What the exercise asks = What is the number of lines in the following data that contain "door"? Answer with the number alone.

Records shown =

--- START ---

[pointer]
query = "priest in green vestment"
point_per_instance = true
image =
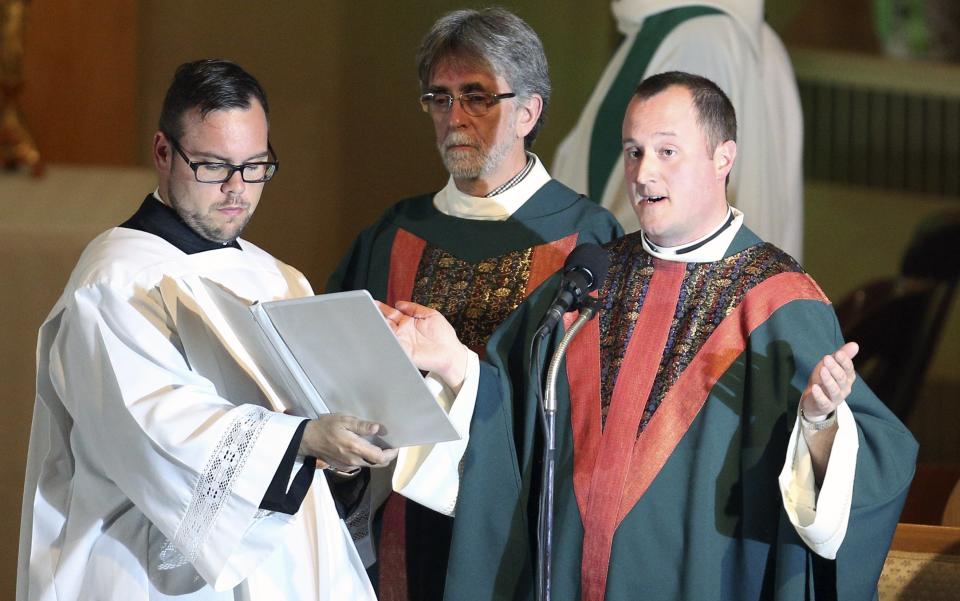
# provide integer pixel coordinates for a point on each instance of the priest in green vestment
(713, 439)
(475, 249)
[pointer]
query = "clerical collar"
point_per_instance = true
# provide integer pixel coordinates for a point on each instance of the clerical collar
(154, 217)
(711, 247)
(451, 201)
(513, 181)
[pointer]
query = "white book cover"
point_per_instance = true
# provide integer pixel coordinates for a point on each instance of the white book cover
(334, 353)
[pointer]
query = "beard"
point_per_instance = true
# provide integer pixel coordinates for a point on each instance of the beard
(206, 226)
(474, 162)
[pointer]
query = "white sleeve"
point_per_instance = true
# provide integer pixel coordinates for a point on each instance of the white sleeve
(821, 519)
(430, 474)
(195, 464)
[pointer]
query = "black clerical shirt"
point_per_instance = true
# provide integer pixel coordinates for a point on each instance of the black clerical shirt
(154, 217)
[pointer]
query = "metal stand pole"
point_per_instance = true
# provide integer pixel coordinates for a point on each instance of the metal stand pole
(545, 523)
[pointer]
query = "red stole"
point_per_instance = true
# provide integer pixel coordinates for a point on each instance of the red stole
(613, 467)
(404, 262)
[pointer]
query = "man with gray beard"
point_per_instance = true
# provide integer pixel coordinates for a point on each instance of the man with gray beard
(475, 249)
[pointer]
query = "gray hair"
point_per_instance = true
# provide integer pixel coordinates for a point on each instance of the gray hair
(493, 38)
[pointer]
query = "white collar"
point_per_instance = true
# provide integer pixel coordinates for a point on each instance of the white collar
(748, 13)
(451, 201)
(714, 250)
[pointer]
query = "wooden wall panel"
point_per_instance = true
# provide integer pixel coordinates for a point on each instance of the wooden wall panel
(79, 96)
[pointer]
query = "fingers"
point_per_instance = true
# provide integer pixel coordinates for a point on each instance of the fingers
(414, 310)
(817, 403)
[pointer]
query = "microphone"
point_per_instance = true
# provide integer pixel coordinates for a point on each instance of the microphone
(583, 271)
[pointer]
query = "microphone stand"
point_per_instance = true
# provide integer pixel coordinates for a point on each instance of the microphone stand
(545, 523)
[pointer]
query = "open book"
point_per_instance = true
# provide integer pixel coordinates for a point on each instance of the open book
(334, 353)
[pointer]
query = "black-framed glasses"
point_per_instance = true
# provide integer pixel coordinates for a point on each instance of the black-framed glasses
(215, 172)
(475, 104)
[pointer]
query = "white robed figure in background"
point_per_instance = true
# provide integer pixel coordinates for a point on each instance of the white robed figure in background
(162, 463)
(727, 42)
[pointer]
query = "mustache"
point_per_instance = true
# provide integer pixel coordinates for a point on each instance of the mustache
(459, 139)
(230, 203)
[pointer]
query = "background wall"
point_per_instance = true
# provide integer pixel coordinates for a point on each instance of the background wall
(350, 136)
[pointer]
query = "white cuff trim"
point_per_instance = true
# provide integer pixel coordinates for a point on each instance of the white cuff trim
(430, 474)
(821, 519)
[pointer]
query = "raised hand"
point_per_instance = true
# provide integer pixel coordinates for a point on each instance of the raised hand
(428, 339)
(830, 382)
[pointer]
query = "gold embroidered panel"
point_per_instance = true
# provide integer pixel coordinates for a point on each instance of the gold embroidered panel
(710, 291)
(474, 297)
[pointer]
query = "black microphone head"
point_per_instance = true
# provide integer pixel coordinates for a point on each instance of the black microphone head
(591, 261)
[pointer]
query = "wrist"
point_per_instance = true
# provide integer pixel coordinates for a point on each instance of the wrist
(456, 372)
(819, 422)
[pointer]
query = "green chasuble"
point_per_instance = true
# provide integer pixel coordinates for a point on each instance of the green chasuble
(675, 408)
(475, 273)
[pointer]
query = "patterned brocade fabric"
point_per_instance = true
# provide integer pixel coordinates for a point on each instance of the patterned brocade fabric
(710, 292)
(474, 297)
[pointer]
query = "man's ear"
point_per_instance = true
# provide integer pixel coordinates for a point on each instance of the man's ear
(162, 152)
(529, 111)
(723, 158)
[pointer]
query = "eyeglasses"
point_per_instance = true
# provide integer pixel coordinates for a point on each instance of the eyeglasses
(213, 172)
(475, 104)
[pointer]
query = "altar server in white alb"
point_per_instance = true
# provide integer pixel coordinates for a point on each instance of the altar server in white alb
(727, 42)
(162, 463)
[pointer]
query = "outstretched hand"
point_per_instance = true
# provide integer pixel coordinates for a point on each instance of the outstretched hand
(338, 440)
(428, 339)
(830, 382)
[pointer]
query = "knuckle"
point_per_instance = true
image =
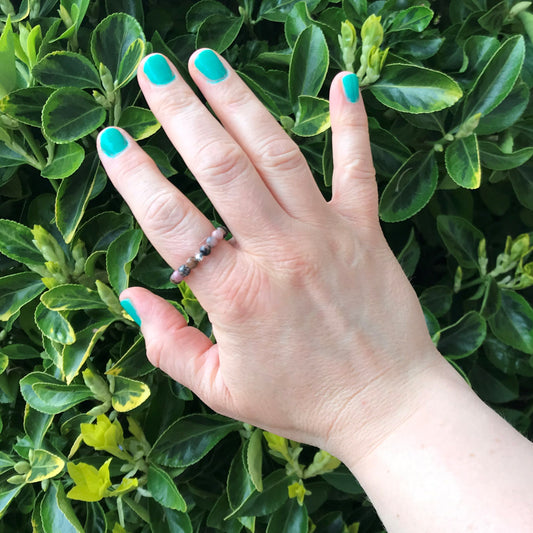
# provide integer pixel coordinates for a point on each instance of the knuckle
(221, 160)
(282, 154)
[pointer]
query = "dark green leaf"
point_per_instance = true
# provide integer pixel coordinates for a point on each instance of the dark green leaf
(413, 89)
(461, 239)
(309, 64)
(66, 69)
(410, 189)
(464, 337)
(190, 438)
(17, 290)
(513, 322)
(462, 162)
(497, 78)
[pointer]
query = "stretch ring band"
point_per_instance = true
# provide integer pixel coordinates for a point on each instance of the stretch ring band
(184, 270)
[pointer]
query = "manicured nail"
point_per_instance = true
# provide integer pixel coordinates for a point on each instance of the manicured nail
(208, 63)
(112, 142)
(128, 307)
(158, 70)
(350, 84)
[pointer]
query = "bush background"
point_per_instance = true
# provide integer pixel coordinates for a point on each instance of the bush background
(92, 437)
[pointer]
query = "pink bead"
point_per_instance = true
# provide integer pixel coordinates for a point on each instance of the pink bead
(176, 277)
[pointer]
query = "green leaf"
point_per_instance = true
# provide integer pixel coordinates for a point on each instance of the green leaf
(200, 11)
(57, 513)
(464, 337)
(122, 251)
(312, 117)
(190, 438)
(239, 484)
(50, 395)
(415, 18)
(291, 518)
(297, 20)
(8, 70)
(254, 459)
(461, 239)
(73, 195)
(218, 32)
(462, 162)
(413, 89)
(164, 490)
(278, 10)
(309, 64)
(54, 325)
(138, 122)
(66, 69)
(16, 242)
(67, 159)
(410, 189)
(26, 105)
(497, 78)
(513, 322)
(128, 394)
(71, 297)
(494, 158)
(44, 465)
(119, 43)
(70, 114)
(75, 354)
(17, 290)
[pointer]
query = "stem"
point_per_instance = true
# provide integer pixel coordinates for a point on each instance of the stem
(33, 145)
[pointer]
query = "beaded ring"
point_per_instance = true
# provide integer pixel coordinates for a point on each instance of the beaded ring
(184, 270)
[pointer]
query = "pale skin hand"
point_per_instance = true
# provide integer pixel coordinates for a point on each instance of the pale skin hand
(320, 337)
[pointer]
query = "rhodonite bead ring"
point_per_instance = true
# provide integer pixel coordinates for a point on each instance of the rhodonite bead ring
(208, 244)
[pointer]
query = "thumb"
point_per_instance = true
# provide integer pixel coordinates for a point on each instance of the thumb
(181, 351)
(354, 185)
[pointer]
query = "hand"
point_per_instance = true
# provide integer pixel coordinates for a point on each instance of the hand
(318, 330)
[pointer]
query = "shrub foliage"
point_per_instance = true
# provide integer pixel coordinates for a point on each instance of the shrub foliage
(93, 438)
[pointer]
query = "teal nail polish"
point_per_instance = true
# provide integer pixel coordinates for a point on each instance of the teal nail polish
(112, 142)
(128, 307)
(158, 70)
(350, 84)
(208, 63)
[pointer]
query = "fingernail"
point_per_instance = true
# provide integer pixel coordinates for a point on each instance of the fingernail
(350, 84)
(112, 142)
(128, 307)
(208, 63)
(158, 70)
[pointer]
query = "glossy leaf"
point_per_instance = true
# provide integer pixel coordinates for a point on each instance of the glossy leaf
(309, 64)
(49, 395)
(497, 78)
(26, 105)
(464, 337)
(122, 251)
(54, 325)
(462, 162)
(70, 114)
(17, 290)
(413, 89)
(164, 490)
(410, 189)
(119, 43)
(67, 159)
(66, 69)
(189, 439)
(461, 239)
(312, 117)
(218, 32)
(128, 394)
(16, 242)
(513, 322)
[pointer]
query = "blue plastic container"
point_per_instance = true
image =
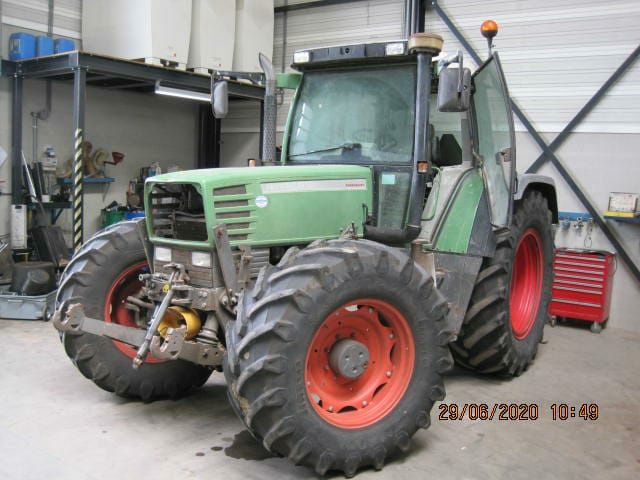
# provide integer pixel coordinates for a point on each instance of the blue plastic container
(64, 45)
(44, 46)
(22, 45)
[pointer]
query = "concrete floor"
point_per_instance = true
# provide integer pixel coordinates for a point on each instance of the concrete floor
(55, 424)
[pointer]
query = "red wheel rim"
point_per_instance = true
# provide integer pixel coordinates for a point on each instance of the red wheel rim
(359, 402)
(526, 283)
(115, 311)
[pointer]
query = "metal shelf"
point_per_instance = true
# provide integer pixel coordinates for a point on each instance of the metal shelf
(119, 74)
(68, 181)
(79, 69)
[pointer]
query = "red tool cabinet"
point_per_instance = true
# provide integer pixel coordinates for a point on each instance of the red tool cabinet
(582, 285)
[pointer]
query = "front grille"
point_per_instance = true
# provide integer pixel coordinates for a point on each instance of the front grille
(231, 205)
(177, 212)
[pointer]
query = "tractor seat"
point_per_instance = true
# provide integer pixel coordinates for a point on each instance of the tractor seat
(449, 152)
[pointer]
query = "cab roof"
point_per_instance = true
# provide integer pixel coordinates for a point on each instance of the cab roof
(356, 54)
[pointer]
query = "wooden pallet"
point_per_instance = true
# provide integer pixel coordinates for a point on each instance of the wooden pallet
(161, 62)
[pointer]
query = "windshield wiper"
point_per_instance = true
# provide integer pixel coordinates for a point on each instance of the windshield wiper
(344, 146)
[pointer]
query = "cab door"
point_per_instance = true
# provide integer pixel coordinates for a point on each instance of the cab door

--- END ---

Problem solution = 2